[About this exercise] Apart from the pictures, every record here must be copied word for word.
== Segment start ==
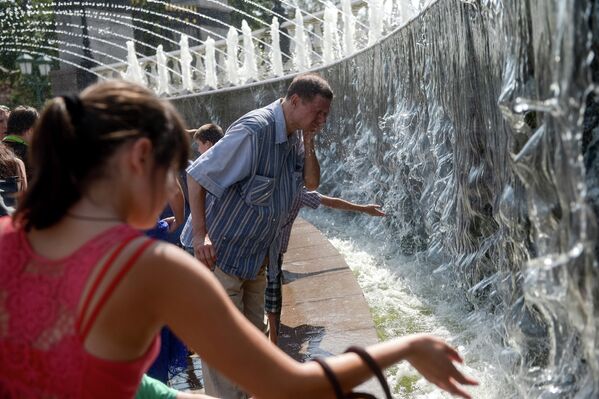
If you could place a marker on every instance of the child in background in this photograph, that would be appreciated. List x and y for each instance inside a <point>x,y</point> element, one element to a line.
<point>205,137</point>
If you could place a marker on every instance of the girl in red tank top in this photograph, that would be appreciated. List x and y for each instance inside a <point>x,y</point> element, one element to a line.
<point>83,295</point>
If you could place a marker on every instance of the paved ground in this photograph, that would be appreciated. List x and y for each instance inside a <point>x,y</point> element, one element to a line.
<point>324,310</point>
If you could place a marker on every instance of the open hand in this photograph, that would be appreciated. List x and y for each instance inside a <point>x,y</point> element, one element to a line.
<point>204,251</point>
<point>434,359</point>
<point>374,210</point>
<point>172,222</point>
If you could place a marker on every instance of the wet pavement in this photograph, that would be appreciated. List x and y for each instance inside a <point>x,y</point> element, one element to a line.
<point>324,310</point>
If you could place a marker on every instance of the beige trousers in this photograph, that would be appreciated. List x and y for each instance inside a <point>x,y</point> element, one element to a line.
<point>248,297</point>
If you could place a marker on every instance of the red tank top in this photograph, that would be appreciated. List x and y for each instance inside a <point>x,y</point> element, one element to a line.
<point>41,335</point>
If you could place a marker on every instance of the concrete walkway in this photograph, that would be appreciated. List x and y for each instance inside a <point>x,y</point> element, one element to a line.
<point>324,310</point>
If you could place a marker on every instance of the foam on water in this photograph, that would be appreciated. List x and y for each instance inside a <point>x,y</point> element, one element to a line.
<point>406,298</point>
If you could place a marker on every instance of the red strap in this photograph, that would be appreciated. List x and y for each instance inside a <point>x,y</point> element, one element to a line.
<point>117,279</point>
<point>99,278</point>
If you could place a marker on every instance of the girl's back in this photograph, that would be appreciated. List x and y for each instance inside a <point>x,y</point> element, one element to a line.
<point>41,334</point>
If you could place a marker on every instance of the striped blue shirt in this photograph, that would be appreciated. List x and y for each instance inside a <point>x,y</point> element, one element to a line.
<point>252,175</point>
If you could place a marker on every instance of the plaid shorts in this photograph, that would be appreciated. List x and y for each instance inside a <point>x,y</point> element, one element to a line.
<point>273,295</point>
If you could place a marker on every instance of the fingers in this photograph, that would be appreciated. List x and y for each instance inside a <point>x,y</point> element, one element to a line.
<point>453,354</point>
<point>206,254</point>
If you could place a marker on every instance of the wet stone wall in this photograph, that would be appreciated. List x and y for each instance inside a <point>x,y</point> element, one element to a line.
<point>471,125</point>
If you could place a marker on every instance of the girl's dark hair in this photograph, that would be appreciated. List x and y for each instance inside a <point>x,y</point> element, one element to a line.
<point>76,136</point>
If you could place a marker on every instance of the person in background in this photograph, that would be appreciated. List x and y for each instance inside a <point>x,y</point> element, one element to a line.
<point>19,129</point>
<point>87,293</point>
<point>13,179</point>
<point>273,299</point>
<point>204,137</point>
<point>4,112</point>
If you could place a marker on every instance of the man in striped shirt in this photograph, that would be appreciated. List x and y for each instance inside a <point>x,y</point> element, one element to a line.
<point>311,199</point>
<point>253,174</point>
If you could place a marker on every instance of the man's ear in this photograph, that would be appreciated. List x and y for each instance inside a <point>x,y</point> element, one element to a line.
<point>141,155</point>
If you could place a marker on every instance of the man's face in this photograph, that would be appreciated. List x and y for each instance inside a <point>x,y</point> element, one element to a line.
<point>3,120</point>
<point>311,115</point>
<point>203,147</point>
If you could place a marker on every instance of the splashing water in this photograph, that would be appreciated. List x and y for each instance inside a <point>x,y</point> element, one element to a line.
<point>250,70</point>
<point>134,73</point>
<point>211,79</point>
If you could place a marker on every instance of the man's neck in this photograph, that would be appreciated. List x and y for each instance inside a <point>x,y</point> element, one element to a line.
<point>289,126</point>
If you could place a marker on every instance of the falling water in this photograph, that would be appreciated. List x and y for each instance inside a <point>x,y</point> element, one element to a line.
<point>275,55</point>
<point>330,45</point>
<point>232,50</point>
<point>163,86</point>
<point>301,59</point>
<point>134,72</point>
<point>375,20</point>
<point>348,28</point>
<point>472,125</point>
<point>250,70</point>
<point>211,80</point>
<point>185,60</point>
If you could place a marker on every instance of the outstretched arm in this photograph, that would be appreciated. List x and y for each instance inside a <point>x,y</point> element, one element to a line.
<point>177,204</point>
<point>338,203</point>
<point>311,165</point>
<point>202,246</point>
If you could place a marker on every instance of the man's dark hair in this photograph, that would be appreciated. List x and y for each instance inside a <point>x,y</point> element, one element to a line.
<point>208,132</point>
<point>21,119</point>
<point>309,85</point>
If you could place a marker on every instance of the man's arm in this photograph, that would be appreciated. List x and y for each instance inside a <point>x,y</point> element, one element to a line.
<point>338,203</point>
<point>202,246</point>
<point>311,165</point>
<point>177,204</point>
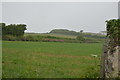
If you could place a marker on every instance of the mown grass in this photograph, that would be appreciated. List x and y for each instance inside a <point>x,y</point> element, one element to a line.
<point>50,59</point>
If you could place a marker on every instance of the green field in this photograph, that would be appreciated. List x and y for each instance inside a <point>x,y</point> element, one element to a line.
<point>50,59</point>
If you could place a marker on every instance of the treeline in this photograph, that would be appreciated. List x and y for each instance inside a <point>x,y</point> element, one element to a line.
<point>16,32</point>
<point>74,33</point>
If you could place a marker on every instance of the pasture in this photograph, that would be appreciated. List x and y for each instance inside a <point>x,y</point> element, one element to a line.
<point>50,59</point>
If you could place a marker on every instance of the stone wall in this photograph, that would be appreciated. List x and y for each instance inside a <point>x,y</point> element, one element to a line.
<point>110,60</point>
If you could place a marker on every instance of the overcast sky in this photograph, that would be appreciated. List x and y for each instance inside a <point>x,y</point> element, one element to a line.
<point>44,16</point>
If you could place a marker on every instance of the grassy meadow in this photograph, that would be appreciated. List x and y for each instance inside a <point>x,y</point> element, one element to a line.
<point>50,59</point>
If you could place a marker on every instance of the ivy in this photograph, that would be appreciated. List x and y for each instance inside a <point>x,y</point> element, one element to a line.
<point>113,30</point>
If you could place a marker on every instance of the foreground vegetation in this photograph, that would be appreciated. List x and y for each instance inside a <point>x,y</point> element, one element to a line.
== Segment end ==
[Response]
If you could place a marker on every instance of the child in background in this photograph, that would be appreciated. List x and y for each instance inside a <point>x,y</point> element, one element to a line.
<point>205,137</point>
If you could place a marker on every instance of the girl in red tank top in this photograph, that would be appreciated. List x and y for each instance inside a <point>x,y</point> element, one element to a line.
<point>83,295</point>
If you could place a marker on every instance of the paved ground in this photograph, that would be appreciated. List x and y for each instance inside a <point>x,y</point> element, one element to a line.
<point>324,310</point>
If you could place a marker on every instance of the open hand in this photograph, that would be appreciated. List x and y for each instance inside a <point>x,y</point> element, one element to a line.
<point>204,251</point>
<point>434,359</point>
<point>374,210</point>
<point>172,222</point>
If you could place a marker on every instance of the wet pavement in this photograph, that would be appreciated. List x and y for each instance inside a <point>x,y</point> element, one element to a line.
<point>324,310</point>
If you could place a marker on every instance of the beige trousers in this photograph, that would be appreciated. List x and y for each instance inside a <point>x,y</point> element, one element to a line.
<point>248,297</point>
If you could place a marker on every instance of the red tank top in this photograph, that would be appreciated. List x and y for each instance inside a <point>x,y</point> element, one element to a line.
<point>41,335</point>
If you could place a marker on every instance of the concrete walkway in this photograph, that would be appreciated. List x and y for each instance inside a <point>x,y</point> element, one element to a line.
<point>324,310</point>
If you could place a marker on every instance of the foam on water in this photograph, that would be appreciated. List x and y for each instance inside a <point>x,y</point> element, one element to a line.
<point>406,298</point>
If you could place a marker on every instance of the red strap in this photograph, that would be appreciated. List x and y for each instance inside a <point>x,y</point> element, one element to a line.
<point>117,279</point>
<point>99,278</point>
If you could place a marker on every instance of the girl's back in this photograph, that would be appreciated. List x and y for each instance inside a <point>x,y</point> element, one element to a line.
<point>41,334</point>
If you could place a marker on every instance of the striped blue shirt in this photograph, that would be appreciated. List x and y for each instance inside a <point>x,y</point> element, one element to a line.
<point>252,175</point>
If you could place a marker on every instance of the plaid shorts in this photograph, that would be appreciated. List x and y for each instance inside a <point>x,y</point> element, one element to a line.
<point>273,295</point>
If you could place a marker on every instance of the fingers in this photograph, that would be appreciated. List x and y for each instance inside a <point>x,y</point> element, one element to a line.
<point>453,354</point>
<point>206,254</point>
If you could place a marker on every instance of the wet stone wall in this photograph, that would be appreciated. List x and y for each instance inside a <point>x,y</point> element, one element to a line.
<point>471,125</point>
If you could place a marker on every instance of the girl's dark hair in this photograph, that would be appreciated. List x and y for each instance inside a <point>x,y</point> element, one element to a line.
<point>76,136</point>
If you could place a marker on every instance of the person in background in this photograph, that would be appreciated. List x and y for each instance inside a <point>x,y</point> element, one element to a line.
<point>19,129</point>
<point>87,293</point>
<point>13,179</point>
<point>273,299</point>
<point>204,137</point>
<point>4,112</point>
If you could place a marker on every instance of the man in striped shirt in this photograph, that would be appreciated. List x and y for each instance inside a <point>x,y</point> element, one element to a line.
<point>311,199</point>
<point>253,174</point>
If you could place a marker on every instance of the man's ear in this photograph, that would be appreciated. List x and y for each instance inside a <point>x,y</point> element, one element to a line.
<point>141,155</point>
If you could place a marker on every instance of the man's face in this photograph, that would be appreciated. List x and y for each instance inside a <point>x,y</point> element, one element to a line.
<point>3,120</point>
<point>311,115</point>
<point>203,147</point>
If you could place a marker on every instance of the splashing water in this photograph, that would be appreciated. List x and y for each instance inside a <point>x,y</point> element, one element to a line.
<point>250,70</point>
<point>134,73</point>
<point>211,79</point>
If you could place a marker on every instance of the man's neck in this photograph, that would be appreciated. List x and y for each instance inside a <point>x,y</point> element, one element to a line.
<point>289,126</point>
If you could place a marker on every instance of the falling water in this photograph, that would be appreciated. List x and y for each instance inside a <point>x,y</point> element, one element to a line.
<point>275,55</point>
<point>330,45</point>
<point>232,50</point>
<point>163,86</point>
<point>301,59</point>
<point>134,72</point>
<point>375,20</point>
<point>348,28</point>
<point>472,125</point>
<point>250,70</point>
<point>211,80</point>
<point>185,60</point>
If you could place a marker on every instance of the outstretched arm in this photograph, that would be appreciated. List x and y for each instance inside a <point>x,y</point> element, one element to a line.
<point>177,204</point>
<point>338,203</point>
<point>311,165</point>
<point>202,246</point>
If you could place a marker on every instance of the man's dark hair in this photograph, that would be appreciated. List x and y for each instance inside a <point>x,y</point> element, one element to a line.
<point>208,132</point>
<point>21,119</point>
<point>309,85</point>
If you could place a marker on every instance of the man's arm in this photograph, that would be appreciated. List x and y for each instance inside a <point>x,y</point> element, one element to a line.
<point>338,203</point>
<point>202,246</point>
<point>311,165</point>
<point>177,204</point>
If you could place a marker on every instance of the mown grass in this photograph, that would be appreciated. List x and y for each instance inside a <point>x,y</point> element, one element to a line.
<point>50,59</point>
If you could place a marker on every instance of the green field in this photograph, that would be appreciated. List x and y for each instance inside a <point>x,y</point> element, one element to a line.
<point>50,59</point>
If you could place a marker on every instance of the treeline in this photograph, that would be appreciated. List x and y for each instance inside a <point>x,y</point> element, one element to a line.
<point>16,32</point>
<point>74,33</point>
If you could place a marker on every instance of the pasture in this photograph, that would be appreciated. List x and y for each instance inside a <point>x,y</point> element, one element to a line.
<point>50,59</point>
If you could place a marker on every instance of the stone wall in this photograph, that would be appreciated. List x and y for each instance inside a <point>x,y</point> element, one element to a line.
<point>110,60</point>
If you could place a marker on every instance of the overcast sky in this photograph, that would be appreciated. List x and y for each instance inside a <point>x,y</point> element, one element to a line.
<point>44,16</point>
If you could place a marker on every instance of the grassy meadow in this photograph, that would be appreciated. List x and y for each instance inside a <point>x,y</point> element, one element to a line.
<point>50,59</point>
If you could place a marker on every instance of the ivy in this photograph, that would be appreciated. List x and y for each instance inside a <point>x,y</point> element, one element to a line.
<point>113,30</point>
If you could place a marker on every instance of the foreground vegetation in this photograph, that would be appreciated. List x and y for each instance inside a <point>x,y</point> element, one element to a line.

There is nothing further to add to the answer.